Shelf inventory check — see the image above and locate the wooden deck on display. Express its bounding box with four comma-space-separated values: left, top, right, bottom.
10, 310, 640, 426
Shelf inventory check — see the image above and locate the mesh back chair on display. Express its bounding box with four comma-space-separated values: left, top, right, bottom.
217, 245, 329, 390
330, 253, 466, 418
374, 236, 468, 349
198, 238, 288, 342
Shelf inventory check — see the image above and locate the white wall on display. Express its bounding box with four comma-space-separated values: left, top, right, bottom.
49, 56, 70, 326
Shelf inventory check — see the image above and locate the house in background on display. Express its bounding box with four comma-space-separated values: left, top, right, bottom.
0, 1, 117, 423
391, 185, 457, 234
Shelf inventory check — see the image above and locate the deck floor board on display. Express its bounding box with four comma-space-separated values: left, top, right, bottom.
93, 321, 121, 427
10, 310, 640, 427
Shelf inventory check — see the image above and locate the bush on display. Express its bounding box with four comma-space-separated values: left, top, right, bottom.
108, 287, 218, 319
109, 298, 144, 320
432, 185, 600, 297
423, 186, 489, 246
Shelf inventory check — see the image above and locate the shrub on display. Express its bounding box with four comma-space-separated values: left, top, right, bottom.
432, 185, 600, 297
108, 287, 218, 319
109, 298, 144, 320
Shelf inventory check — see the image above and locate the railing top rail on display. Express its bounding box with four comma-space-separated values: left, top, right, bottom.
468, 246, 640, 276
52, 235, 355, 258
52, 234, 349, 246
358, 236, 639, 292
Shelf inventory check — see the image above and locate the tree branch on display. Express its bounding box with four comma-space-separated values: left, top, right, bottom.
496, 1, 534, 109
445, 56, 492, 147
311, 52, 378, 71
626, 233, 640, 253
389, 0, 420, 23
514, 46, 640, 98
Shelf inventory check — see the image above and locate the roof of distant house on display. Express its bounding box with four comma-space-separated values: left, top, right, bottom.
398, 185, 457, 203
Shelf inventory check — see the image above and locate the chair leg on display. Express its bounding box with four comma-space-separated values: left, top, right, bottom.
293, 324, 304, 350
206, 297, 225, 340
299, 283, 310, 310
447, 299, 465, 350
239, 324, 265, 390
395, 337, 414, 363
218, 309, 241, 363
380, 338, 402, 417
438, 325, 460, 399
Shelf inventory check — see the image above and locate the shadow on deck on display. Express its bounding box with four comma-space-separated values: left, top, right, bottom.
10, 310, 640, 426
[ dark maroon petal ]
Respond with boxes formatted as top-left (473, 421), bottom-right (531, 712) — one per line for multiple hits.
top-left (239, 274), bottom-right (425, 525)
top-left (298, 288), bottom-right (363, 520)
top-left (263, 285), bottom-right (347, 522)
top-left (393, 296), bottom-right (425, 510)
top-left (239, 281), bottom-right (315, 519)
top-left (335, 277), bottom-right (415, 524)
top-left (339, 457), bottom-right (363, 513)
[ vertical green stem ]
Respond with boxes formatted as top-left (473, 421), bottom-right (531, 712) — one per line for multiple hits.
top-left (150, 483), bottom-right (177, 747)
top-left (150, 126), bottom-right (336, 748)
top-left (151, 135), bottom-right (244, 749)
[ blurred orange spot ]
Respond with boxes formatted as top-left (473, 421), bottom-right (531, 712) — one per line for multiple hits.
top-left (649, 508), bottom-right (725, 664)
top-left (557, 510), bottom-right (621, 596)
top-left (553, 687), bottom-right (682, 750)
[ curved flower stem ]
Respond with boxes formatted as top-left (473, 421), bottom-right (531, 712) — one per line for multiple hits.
-*-*-
Action item :: Copy out the line holding "[ dark maroon petal ]". Then copy every later line of the data, unchanged, through the last one.

Solved exercise ::
[ dark maroon petal ]
Respond with boxes formatted as top-left (473, 421), bottom-right (531, 712) — one per line for multiple hits.
top-left (239, 274), bottom-right (425, 525)
top-left (298, 288), bottom-right (363, 520)
top-left (263, 285), bottom-right (347, 522)
top-left (393, 296), bottom-right (425, 510)
top-left (239, 281), bottom-right (315, 519)
top-left (335, 277), bottom-right (415, 524)
top-left (339, 457), bottom-right (363, 513)
[ vertical green stem ]
Respond with boxes formatted as top-left (473, 421), bottom-right (531, 712) — one per line for multiple hits.
top-left (150, 483), bottom-right (177, 747)
top-left (150, 126), bottom-right (336, 748)
top-left (151, 135), bottom-right (244, 749)
[ blurred orange spot ]
Respond with boxes formatted as top-left (473, 421), bottom-right (531, 712) — one per line for multiple hits.
top-left (649, 508), bottom-right (725, 664)
top-left (557, 510), bottom-right (621, 596)
top-left (553, 687), bottom-right (682, 750)
[ curved flower stem ]
Respond with boxes formatted as top-left (473, 421), bottom-right (531, 712) — one per line for multiple hits.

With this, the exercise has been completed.